• Problem statement:
Transcribe every one of the rows below word for word, changing nothing.

• Dataset excerpts on object pointing:
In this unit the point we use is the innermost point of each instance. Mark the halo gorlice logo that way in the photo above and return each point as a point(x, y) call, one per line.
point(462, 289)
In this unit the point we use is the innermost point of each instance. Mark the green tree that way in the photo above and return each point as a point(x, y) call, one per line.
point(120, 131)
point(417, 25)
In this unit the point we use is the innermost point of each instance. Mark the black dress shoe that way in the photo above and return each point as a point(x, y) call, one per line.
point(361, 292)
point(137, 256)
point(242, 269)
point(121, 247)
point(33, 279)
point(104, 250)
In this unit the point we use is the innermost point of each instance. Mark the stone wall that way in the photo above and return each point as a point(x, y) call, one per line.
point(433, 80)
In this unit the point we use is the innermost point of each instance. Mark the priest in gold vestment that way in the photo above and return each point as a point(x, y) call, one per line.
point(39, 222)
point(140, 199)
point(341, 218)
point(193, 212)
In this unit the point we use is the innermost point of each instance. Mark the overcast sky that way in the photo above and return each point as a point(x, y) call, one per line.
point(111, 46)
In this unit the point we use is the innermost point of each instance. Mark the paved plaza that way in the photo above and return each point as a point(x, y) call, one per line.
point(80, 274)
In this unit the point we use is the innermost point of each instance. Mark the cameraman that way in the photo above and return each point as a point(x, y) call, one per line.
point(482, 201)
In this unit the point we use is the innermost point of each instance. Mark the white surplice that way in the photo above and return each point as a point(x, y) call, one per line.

• Answer for this exercise:
In this unit the point we use is the innermost point of each instance. Mark the halo gorlice logo that way in the photo above and return each point as a point(x, y) call, one per line.
point(462, 289)
In this unit the point we use is the innermost point of each instance. Mark the green tree that way in the photo above and return each point as a point(x, y) call, one per line.
point(120, 131)
point(417, 25)
In this unit the point we use is the innermost point of each instance. Mark the black dress shoe that way in the photo above and return each point as a point(x, y) call, one per line.
point(361, 292)
point(137, 256)
point(242, 269)
point(121, 247)
point(33, 279)
point(104, 250)
In this unit the point we use is the innermost point of each instance. Mark the stone wall that way in the photo above and return each point as a point(x, y) call, one per line.
point(433, 80)
In this unit the point we use is the innermost point of each instance. Mark the priest in gold vestment that way in the photo above and return each point as a point(x, y) call, one per line.
point(39, 222)
point(140, 199)
point(341, 218)
point(193, 212)
In this unit the point we use is the innermost point of each instance. Mark the overcast sky that way in the photo above and return each point as a point(x, y) call, one per line.
point(111, 46)
In this unit the point we use is the innermost point of each instance. Mark the paved plaza that way in the photo above and return each point as a point(x, y) call, one per line.
point(80, 274)
In this unit the point we use is the innermost point of each instance. Mark the cameraman that way in the photo above and return each point as a point(x, y) call, one per line.
point(482, 201)
In this unit the point we use is the innermost point of each instance. Mark the white surplice that way in the photo above and return each point as a point(x, y) call, one per line.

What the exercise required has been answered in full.